** start Passage given **
Shafi Goldwasser & Vinod Vaikuntanathan

Randomness is a critical resource in many computational scenarios, enabling solutions where deterministic ones are elusive or even provably impossible. In algorithm design, randomness has been shown to reduce the complexity requirments for solving problems, but it is unclear whether the use of randomization is inherently necessary. The case of using randomness within the field of distributed computing is, in contrast, unambiguous. There are central distributed computing problems for which it is (provably) impossible to obtain a deterministic solution, whereas efficient randomized solutions exist. Even for tasks that can be solved using deterministic algorithms, employing randomness dramatically improves the efficiency of the solution. In this project, we seek to understand the precise nature of randomness that makes it so useful in distributed algorithms.

Specifically, we address the following two issues.

Efficiency of Randomized Distributed Algorithms

We consider the problem of Byzantine Agreement, which is probably the most important problem in distributed computation tolerating faulty behavior. Informally, the problem is to maintain a common view of the world in the presence of faulty processes that strive to prevent the good processes from reaching agreement. Randomization has proven to be a powerful technique to overcome the (provable) limitations of deterministic algorithms in solving Byzantine Agreement. In particular,

  • It is known that no deterministic algorithm can solve Byzantine Agreement among n processes tolerating t faults in a synchronous fully-connected network, in less than t+1 rounds of communication [3]. Randomization allows us to overcome this lower bound -- using randomization combined with cryptographic techniques, Feldman and Micali [2] showed a Byzantine Agreement protocol that runs in expected O(1) communication rounds. The question of whether the use of cryptography is necessary to achieve this bound remained open. The best known Byzantine Agreement protocol that did not use cryptographic techniques had a complexity of O(n/log n) rounds, and dates back to 1986.

    In joint work with Michael Ben-Or and Elan Pavlov [1], we construct an O(log n) round randomized protocol that solves Byzantine Agreement against computationally unbounded adversaries that can corrupt upto a linear fraction of bad players. We do not place any restrictions on the computational power of the faulty players (this precludes the use of cryptography) or the information available to them (this precludes the use of secret-sharing techniques). In particular, the faulty players may be infinitely powerful, and they can observe all communication among the honest players.

  • It is known that without cryptographic techniques or some form of preprocessing, Byzantine Agreement is not possible if the number t of faulty players is more than n/3 (even if randomization is allowed). One way to overcome this lower bound is to use digital signatures as an authentication mechanism. Dolev and Strong, in 1982, constructed a Byzantine Agreement protocol that tolerated any t faulty players as long as t < n, and runs in t+1 communication rounds. We construct a Byzantine Agreement protocol that tolerates t < (1-ε)n faults and runs in O(log n + 1/ε) rounds.
** end Passage given **
** start Source material **
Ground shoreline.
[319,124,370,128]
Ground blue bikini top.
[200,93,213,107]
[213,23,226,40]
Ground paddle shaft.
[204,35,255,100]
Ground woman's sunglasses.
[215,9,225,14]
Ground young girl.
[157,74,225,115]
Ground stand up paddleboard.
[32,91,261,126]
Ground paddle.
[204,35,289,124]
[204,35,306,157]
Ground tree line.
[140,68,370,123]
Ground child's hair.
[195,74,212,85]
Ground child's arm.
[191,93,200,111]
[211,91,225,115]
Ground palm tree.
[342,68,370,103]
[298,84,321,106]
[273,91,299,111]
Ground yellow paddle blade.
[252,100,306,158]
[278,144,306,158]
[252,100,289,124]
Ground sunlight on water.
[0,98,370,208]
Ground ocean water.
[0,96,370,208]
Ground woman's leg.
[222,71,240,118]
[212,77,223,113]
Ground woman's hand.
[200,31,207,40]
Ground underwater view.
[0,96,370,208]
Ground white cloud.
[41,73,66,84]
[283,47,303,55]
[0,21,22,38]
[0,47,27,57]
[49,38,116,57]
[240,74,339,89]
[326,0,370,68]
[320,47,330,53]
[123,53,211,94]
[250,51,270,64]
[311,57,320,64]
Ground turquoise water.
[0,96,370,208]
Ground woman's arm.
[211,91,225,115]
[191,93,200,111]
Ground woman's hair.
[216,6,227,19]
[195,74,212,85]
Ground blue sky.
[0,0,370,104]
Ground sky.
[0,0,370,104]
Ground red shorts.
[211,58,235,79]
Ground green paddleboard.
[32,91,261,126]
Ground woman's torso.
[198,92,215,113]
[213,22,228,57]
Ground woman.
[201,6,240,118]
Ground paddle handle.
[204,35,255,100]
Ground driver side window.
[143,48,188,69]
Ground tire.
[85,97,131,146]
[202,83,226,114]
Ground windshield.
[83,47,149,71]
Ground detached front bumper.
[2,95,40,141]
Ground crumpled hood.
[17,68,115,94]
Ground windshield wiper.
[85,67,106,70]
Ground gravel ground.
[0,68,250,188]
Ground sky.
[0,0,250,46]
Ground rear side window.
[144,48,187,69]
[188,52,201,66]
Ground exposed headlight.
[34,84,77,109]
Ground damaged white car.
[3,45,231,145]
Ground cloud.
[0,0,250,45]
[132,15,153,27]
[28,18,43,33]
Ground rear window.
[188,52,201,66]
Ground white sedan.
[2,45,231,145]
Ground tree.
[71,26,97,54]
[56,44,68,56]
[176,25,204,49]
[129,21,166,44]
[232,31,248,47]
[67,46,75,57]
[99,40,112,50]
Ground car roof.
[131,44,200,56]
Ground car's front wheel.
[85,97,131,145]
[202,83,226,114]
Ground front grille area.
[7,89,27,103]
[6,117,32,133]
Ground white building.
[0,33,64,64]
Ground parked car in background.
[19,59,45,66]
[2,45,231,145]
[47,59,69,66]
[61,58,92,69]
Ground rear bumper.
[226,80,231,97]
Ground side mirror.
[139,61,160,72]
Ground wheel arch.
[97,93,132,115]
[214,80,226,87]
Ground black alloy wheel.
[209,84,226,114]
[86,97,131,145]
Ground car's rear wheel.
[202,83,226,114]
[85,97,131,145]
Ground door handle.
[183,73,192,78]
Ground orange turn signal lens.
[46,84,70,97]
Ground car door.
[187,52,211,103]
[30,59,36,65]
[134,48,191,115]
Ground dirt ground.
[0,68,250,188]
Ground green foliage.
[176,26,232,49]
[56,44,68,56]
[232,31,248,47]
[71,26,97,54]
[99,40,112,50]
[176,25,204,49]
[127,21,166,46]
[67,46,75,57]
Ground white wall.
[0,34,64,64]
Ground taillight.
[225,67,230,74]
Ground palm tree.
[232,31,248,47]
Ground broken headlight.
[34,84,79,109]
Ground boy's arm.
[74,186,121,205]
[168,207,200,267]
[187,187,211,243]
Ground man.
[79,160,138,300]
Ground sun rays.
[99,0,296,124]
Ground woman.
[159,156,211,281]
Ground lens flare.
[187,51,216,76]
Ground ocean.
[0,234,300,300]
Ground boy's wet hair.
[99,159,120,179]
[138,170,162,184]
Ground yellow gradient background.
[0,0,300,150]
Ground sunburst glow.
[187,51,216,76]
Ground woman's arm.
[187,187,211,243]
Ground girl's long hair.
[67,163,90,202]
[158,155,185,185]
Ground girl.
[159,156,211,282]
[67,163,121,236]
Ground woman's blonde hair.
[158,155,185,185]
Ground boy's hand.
** end Source material **
What you will do:
1/ Quote the rows word for word, from the start of the rows down through the line that contains "[0,98,370,208]".
2/ Continue the passage on randomized Byzantine Agreement from the point where it stops.
The rows have no connection to the passage on randomness in distributed computing.

Response list:
1/
Ground shoreline.
[319,124,370,128]
Ground blue bikini top.
[200,93,213,107]
[213,23,226,40]
Ground paddle shaft.
[204,35,255,100]
Ground woman's sunglasses.
[215,9,225,14]
Ground young girl.
[157,74,225,115]
Ground stand up paddleboard.
[32,91,261,126]
Ground paddle.
[204,35,289,124]
[204,35,306,157]
Ground tree line.
[140,68,370,123]
Ground child's hair.
[195,74,212,85]
Ground child's arm.
[191,93,200,111]
[211,91,225,115]
Ground palm tree.
[342,68,370,103]
[298,84,321,106]
[273,91,299,111]
Ground yellow paddle blade.
[252,100,306,158]
[278,144,306,158]
[252,100,289,124]
Ground sunlight on water.
[0,98,370,208]

2/
Quality of Randomness Necessary for Distributed Algorithms

The randomized distributed algorithms discussed above assume access to a source of unbiased, independent coins. Physical sources of randomness, on the other hand, are rarely unbiased and independent although they do seem to exhibit somewhat imperfect randomness. This gap in modeling questions the relevance of current randomized solutions to computational tasks.

We ask whether imperfect randomness, modeled appropriately, is "good enough" for distributed algorithms. Namely, can we do with imperfect randomness all that we can do with perfect randomness, and with comparable efficiency ? We answer this question in the affirmative, for some natural models of imperfect randomness in a distributed setting. Our solutions are essentially as efficient as the best known randomized agreement protocols, despite the defects in the randomness. Specifically, our model postulates that each player has a general weak source of randomness (as defined by Zuckerman), and the sources of any two players are independent.

In future work, we investigate whether the independence assumption is necessary to achieve strong results such as in the previous paragraph.

Research Support

This research is supported in part by an NSF grant CNS-0430450.


[1] Michael Ben-Or, Elan Pavlov and Vinod Vaikuntanathan. Byzantine Agreement in the Full-Information Model in O(log n) Rounds. To Appear in The Proceedings of the ACM Symposium on the Theory of Computing, Seattle, USA, May 2006.

[2] Pesech Feldman and Silvio Micali. An Optimal Probabilistic Protocol for Synchronous Byzantine Agreement. In SIAM Journal of Computing, pp 873--933, 1997.

[3] Michael Fischer and Nancy Lynch. A Lower Bound for the Time to Assure Interactive Consistency. In Information Processing Letters, pp 183--186, 1982.

[4] Shafi Goldwasser, Madhu Sudan and Vinod Vaikuntanathan. Distributed Computing with Imperfect Randomness. In The Proceedings of the International Conference on Distributed Computing, DISC 2005, pp. 288--302 , Krakow, Poland, September 2005.

[5] Shafi Goldwasser and Vinod Vaikuntanathan. Authenticated Byzantine Agreement in O(log n) Rounds Tolerating a Majority of Faults. In Preparation.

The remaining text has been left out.